Problem requirements » Total the lines of the entries below that hold the string "skyscraper", then write only that total.
(Information provided begins)
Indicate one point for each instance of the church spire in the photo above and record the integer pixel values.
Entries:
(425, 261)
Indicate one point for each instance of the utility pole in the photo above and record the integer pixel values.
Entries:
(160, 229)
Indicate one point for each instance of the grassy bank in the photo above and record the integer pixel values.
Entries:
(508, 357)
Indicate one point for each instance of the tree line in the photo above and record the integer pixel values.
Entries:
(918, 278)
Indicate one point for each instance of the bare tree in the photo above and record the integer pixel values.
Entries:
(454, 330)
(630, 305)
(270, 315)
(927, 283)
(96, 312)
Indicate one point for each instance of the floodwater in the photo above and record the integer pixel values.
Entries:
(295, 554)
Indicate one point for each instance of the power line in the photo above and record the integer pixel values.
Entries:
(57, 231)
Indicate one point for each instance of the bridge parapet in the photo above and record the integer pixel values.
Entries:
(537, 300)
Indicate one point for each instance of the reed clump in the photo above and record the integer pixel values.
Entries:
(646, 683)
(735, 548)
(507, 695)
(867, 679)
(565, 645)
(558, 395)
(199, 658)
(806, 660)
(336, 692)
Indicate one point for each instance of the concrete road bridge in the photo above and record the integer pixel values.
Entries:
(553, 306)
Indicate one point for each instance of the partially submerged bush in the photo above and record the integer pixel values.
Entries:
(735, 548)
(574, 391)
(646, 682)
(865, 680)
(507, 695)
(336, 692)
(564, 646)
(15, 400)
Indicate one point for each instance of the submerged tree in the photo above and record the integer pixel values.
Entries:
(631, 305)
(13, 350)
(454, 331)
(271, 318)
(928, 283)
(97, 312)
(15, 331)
(Information provided ends)
(Information provided begins)
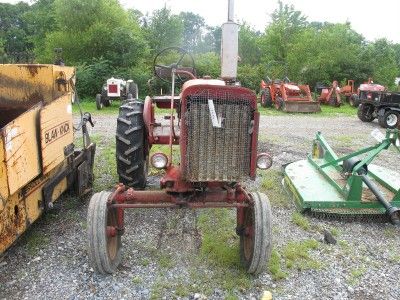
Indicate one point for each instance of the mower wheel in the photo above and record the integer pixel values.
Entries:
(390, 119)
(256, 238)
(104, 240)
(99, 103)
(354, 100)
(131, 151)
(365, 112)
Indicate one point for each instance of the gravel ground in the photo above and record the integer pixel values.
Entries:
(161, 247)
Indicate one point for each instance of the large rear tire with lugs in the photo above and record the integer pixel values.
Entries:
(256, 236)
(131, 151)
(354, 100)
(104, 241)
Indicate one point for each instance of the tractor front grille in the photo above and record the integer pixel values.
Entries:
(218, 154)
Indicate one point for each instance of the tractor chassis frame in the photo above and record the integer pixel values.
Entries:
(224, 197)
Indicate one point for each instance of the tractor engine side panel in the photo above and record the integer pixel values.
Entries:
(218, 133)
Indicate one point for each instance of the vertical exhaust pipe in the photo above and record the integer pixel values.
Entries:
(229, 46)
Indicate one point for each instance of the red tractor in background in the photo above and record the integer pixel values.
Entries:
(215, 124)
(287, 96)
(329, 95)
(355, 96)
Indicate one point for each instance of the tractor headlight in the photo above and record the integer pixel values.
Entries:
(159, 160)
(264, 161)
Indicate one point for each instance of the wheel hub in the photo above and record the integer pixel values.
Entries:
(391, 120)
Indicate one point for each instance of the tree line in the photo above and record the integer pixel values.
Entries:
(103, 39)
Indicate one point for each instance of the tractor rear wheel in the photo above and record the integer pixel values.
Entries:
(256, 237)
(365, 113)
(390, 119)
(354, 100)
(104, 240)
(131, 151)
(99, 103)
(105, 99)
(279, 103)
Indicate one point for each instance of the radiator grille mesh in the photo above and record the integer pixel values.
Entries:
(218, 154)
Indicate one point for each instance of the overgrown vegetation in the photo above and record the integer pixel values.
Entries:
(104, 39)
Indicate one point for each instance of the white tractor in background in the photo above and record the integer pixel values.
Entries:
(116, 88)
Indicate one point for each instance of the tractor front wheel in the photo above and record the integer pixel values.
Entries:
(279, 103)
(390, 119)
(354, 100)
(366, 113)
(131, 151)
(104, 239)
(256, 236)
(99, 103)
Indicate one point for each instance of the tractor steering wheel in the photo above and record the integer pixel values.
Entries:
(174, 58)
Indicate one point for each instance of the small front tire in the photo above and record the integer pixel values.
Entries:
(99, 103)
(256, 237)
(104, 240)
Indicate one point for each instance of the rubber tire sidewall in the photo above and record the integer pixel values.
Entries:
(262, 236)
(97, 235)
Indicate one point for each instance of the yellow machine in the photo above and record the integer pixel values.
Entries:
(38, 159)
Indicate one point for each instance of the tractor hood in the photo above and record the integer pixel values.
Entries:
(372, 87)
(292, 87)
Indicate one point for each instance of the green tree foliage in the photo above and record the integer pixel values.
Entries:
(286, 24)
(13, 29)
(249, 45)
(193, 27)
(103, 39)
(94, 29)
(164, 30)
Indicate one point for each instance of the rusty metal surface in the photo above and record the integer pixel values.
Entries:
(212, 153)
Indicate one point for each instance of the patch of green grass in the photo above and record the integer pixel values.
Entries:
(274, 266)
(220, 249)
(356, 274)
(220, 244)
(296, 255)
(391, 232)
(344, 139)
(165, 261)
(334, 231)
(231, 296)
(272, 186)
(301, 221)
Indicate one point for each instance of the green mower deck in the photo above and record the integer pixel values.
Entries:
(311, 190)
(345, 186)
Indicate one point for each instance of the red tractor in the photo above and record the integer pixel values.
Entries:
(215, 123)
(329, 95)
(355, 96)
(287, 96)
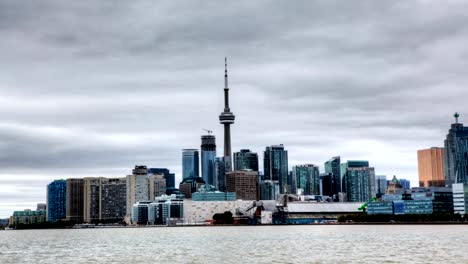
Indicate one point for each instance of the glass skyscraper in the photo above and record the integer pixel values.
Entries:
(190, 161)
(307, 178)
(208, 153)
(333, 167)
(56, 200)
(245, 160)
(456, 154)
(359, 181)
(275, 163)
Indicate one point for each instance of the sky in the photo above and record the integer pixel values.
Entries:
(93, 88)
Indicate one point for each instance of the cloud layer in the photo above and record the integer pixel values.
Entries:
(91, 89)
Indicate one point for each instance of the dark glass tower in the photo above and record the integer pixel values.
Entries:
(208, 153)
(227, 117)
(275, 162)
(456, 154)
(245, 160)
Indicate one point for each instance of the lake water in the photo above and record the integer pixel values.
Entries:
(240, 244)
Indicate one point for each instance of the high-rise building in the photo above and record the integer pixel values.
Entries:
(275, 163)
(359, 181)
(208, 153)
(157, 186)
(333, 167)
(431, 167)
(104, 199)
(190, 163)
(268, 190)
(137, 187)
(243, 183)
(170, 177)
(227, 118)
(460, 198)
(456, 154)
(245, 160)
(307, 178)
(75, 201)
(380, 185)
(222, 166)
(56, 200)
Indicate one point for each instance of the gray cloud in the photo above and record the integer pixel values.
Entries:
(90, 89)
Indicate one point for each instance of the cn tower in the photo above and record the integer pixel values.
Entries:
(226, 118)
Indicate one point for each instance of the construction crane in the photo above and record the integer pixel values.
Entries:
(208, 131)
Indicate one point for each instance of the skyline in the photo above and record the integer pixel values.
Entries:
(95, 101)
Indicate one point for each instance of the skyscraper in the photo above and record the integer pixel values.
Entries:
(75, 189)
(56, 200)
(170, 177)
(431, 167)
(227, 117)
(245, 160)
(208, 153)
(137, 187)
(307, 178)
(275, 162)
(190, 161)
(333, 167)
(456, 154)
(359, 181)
(Information provided ends)
Your response » 2